> _Extract to read_
#####

But what does the screen usually skip?

WILL:
The empty chairs.

The screen loves crowds, sir—
but it rarely counts who is missing from the crowd.

GEORGE:
So the montage lies by omission.

WILL:
Yes.
And it also skips the moral injuries—
the friendships broken, the trust eroded, the exhaustion baked into the bones.

33:30–46:00 SCHOLAR’S CORNER: “People always learn lasting lessons from pandemics”
SFX (optional): page flip + quill scratch

GEORGE:
Scholar’s Corner.
Here’s today’s modern claim:

“People always learn lasting lessons from pandemics.”

In other words, suffering automatically produces wisdom.

Will—reaction?

WILL (immediate):
That is a comforting fantasy.

GEORGE:
Say more.

WILL:
A pandemic teaches lessons, yes—
but it does not guarantee the lessons are remembered.

The human mind prefers the story where pain becomes profit:
“I suffered, therefore I grew.”

But sometimes suffering simply… hurts.

GEORGE:
Modern research on collective memory and public forgetting backs this up: scholars discuss “collective amnesia” about pandemics and why they can be hard to remember as coherent stories. 

And there’s research specifically analyzing how public forgetting can limit policy learning after disasters, including COVID—what some call “structural amnesia.” 

WILL:
Yes.
Because remembering requires effort, and effort requires peace.

When people are exhausted, they do not build monuments in the mind—
they build doors they can close.

GEORGE:
So the healthier version of the claim is:

Pandemics can teach lessons,

but without intentional memory—ritual, art, documentation, policy—
those lessons fade.

#####

> _Task objective_
From the dialogue between George and Will above, list every form of intentional memory that George names as keeping a pandemic's lessons from fading.

> _Entries supplied_

#####

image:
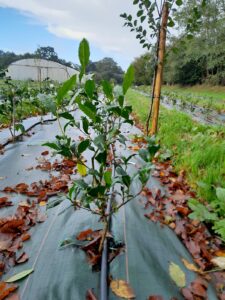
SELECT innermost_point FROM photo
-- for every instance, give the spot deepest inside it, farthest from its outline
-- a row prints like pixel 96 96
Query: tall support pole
pixel 159 69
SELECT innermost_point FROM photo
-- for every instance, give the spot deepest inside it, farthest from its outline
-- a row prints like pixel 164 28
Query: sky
pixel 27 24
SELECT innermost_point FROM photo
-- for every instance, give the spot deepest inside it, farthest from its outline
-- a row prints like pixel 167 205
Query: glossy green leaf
pixel 64 89
pixel 108 177
pixel 84 55
pixel 82 170
pixel 85 124
pixel 83 146
pixel 107 89
pixel 19 276
pixel 89 88
pixel 51 145
pixel 220 193
pixel 177 275
pixel 128 79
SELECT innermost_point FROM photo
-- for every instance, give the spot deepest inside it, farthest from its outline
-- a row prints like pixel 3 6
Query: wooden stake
pixel 159 69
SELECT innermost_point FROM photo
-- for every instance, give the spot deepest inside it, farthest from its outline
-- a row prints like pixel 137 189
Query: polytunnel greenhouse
pixel 39 70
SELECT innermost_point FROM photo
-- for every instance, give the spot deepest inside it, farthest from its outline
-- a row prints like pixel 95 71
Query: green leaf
pixel 140 13
pixel 108 177
pixel 20 127
pixel 179 2
pixel 83 146
pixel 219 227
pixel 19 276
pixel 107 89
pixel 54 203
pixel 89 88
pixel 84 55
pixel 128 79
pixel 101 157
pixel 64 89
pixel 220 193
pixel 143 18
pixel 52 145
pixel 82 170
pixel 99 141
pixel 126 180
pixel 66 115
pixel 170 22
pixel 121 100
pixel 88 109
pixel 177 275
pixel 85 123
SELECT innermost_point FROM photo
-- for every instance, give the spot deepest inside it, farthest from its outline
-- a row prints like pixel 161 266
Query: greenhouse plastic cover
pixel 65 274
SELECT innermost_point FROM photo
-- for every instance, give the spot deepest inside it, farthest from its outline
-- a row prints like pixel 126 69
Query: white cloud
pixel 97 20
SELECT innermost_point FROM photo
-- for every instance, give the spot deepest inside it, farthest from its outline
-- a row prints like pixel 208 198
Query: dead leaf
pixel 84 235
pixel 177 275
pixel 122 289
pixel 5 244
pixel 44 153
pixel 6 289
pixel 4 202
pixel 219 261
pixel 191 267
pixel 22 258
pixel 219 253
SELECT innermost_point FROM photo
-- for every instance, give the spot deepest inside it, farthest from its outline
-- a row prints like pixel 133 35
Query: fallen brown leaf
pixel 122 289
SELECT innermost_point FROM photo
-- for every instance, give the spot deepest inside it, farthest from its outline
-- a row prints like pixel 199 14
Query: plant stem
pixel 103 236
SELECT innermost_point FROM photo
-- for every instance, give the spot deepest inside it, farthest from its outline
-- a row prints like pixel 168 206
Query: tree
pixel 157 17
pixel 143 69
pixel 106 69
pixel 46 53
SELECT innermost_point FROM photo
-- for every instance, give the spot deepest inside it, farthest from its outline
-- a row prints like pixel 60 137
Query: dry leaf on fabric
pixel 191 267
pixel 122 289
pixel 177 275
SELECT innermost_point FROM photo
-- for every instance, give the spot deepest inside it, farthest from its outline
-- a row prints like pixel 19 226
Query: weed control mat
pixel 65 274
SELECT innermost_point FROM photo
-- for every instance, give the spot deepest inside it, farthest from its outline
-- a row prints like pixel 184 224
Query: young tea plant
pixel 105 175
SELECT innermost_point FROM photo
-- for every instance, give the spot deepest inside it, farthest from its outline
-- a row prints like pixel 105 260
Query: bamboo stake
pixel 159 70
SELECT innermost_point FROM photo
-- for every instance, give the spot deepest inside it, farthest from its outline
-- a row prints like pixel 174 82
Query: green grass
pixel 197 149
pixel 206 96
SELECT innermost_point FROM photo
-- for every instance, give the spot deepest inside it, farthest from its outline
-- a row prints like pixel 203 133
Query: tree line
pixel 104 69
pixel 191 59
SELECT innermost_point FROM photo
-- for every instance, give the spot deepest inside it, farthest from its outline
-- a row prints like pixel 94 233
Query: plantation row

#####

> _The completed task_
ritual, art, documentation, policy